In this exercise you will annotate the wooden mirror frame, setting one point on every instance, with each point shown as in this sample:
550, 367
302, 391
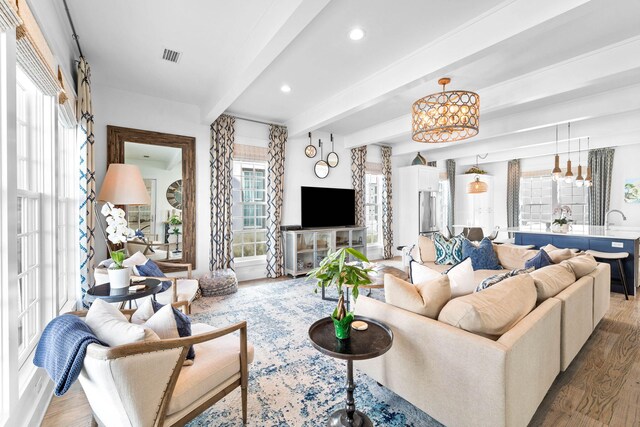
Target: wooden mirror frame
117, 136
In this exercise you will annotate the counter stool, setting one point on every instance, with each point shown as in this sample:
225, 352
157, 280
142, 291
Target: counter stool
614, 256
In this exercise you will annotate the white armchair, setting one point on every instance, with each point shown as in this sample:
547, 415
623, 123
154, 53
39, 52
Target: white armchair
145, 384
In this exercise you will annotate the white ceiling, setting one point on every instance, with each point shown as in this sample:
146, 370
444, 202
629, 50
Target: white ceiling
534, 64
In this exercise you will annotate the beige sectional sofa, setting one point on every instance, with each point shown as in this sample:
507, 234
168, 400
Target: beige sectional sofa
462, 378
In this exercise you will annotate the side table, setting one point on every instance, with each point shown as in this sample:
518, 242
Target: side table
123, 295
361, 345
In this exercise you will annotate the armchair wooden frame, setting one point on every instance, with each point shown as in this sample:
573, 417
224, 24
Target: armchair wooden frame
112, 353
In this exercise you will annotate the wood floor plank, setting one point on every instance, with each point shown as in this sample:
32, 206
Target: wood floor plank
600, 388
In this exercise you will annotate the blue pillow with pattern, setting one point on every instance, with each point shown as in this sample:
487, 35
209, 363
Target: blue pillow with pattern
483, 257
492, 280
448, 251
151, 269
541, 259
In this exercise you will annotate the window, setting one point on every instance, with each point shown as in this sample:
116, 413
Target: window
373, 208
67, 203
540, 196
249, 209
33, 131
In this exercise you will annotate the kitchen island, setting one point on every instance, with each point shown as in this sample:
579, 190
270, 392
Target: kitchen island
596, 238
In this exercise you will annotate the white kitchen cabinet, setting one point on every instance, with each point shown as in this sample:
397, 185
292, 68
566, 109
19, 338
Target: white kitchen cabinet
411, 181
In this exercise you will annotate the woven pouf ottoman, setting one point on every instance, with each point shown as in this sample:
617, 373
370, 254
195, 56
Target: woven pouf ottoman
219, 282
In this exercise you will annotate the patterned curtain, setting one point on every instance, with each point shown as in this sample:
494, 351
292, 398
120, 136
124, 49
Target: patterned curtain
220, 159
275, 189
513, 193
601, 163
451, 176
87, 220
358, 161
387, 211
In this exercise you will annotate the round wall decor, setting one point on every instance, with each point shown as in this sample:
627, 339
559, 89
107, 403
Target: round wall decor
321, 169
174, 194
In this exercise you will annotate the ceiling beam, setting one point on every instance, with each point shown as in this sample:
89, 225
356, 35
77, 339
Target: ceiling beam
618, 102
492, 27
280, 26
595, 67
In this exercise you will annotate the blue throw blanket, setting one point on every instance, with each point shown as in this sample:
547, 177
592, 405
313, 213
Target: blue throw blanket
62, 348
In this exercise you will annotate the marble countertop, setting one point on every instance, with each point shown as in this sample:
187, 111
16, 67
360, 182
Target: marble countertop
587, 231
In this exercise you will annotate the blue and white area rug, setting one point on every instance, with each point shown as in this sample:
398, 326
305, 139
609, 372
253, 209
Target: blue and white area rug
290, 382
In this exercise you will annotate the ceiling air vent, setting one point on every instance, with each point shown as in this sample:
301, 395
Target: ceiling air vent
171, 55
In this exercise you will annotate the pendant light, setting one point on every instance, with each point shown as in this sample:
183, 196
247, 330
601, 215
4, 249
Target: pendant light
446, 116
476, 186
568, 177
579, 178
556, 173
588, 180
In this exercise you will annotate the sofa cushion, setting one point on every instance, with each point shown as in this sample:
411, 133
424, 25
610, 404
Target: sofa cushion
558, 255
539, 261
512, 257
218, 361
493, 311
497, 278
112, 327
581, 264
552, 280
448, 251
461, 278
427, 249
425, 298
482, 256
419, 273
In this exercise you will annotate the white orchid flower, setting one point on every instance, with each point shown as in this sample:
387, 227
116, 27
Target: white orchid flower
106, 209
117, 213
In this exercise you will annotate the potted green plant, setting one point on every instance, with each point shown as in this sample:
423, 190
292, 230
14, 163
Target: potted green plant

———

> [REQUIRED WORK] Can the entries above be repeated exactly, without their pictures?

> [OUTPUT]
In this exercise you will annotate the wooden mirror frame, setting one point on every instance, with each point shown as in this sample:
550, 367
302, 391
Target: wooden mirror frame
117, 136
In this exercise you will annotate the counter stool, setting one point on every instance, with each point shown as in this sample:
225, 352
157, 280
142, 291
Target: counter stool
614, 256
In this exercise you will annotate the white armchair, setting one point on every instance, with each point shown as in this sample:
547, 415
623, 123
154, 53
39, 52
Target: white armchair
145, 384
In this exercise you will annotate the white ceiling, setting one point on every instance, with each point shown as in this sample:
146, 370
444, 202
629, 50
Target: white ceiling
534, 64
In this exercise you will annotate the beige sectional sofa, setting one point on every instance, with each point shown as in this sample:
507, 234
168, 400
Target: beige sectional sofa
462, 378
In this exercise you will annotate the side table, setting one point on every instance, with each point shown as in this sample:
518, 242
Target: side table
123, 295
361, 345
In this exercise you will annotate the armchair wooden frame, setting one point on every instance, with each point shown as in this sample:
573, 417
224, 24
Target: armchair wooden frame
112, 353
In this exercise you will annotate the wood floor plank, setting one point on every instance, with each point shown as in this sample:
32, 206
Target: wood floor plank
600, 388
In this exercise you will annotate the blue pillow with pattern, setting one point on every instance, with each point shown as in this sample:
487, 35
209, 363
Target: blue pillow with pattern
483, 257
492, 280
448, 251
151, 269
541, 259
In this exercise you will annotate the window, setting one point on every instance, with each point shown as in this sample:
116, 413
Target: window
373, 208
67, 203
540, 196
249, 209
33, 131
In this exercise you will annotate the kitchen island, setting one point on every instance, with each point shown as in this sample:
579, 190
270, 392
Target: kitchen island
596, 238
In this exercise you will annotate the white kitchen cabinet, setting one point on every instance, with each point shown as in this sample:
397, 185
292, 68
566, 109
19, 338
Target: white kitchen cabinet
411, 181
In this exercise you will annotate the woven pouf ottoman, setting one point on every instance, with each point shown as in this sample:
617, 373
370, 254
195, 56
Target: woven pouf ottoman
219, 282
In this exercise you will annotate the patterned curtain, setting one point on every instance, with each point shown as in this sample:
494, 351
292, 398
120, 136
124, 49
Target: patterned curtain
220, 159
275, 189
513, 193
601, 163
451, 176
87, 220
358, 161
387, 211
In this exercise you will annotate the round wall decor, setting one point on every instance, with each point shown as in this sample:
627, 339
559, 89
107, 403
Target: round wall decor
321, 169
174, 194
In this exercise you will annotate the ceiling beam, setting one point on every instance, with each point shown as in this sample:
89, 225
356, 35
77, 339
Target: ceiling beam
618, 102
492, 27
280, 26
595, 67
In this exercise you will annotate the blue throw blanket, setting one point on every instance, with each point shown as in this sample:
547, 177
592, 405
313, 213
Target: blue throw blanket
62, 348
In this exercise you will annotate the marble countertop, setting one point on every instance, with each point shown as in this sample:
187, 111
16, 67
360, 182
Target: marble countertop
587, 231
In this exercise you will annotate the blue and white area rug, setting one point on every instance, with each point shown as in this sample:
398, 326
305, 139
609, 372
253, 209
Target: blue and white area rug
290, 382
In this exercise you will annotate the ceiling air vent, setting one point on every instance, with each point shown as in this sample:
301, 395
Target: ceiling air vent
171, 55
In this exercise you will annotate the pendant light, setting one point on every instance, with each point shown as in this sample:
183, 196
247, 330
601, 215
4, 249
Target: pendant light
446, 116
476, 186
568, 177
579, 178
556, 173
588, 180
In this exercise you will annotate the sofa cushion, setting one point on every instance, with each point shown as in this sample:
411, 133
424, 25
610, 404
Target: sofa cushion
558, 255
539, 261
512, 257
218, 361
493, 311
497, 278
112, 327
581, 264
552, 280
448, 251
461, 278
427, 249
425, 298
482, 256
419, 273
In this exercise you will annotate the white orchid flower, setting one point on every instance, with each point shown as in this sample:
387, 227
116, 27
Target: white orchid flower
106, 209
117, 213
In this exercise you will annotate the potted green plant, setting one point on every instance, with each point shown as in this sample:
423, 190
292, 230
14, 163
Target: potted green plant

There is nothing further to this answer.